Dataset items
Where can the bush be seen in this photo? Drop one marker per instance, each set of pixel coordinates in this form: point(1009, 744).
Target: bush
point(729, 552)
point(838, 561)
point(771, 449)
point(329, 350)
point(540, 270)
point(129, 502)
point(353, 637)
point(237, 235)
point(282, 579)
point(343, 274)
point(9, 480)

What needs to be done - Your task is to transcribe each record faithfully and in full.

Answer box -
Where can the bush be seen in this photo? Drop one marker per instance, each set of pixel coordinates in this form: point(1009, 744).
Target: bush
point(729, 552)
point(838, 561)
point(771, 449)
point(329, 350)
point(540, 270)
point(129, 502)
point(353, 637)
point(237, 235)
point(282, 579)
point(343, 274)
point(9, 480)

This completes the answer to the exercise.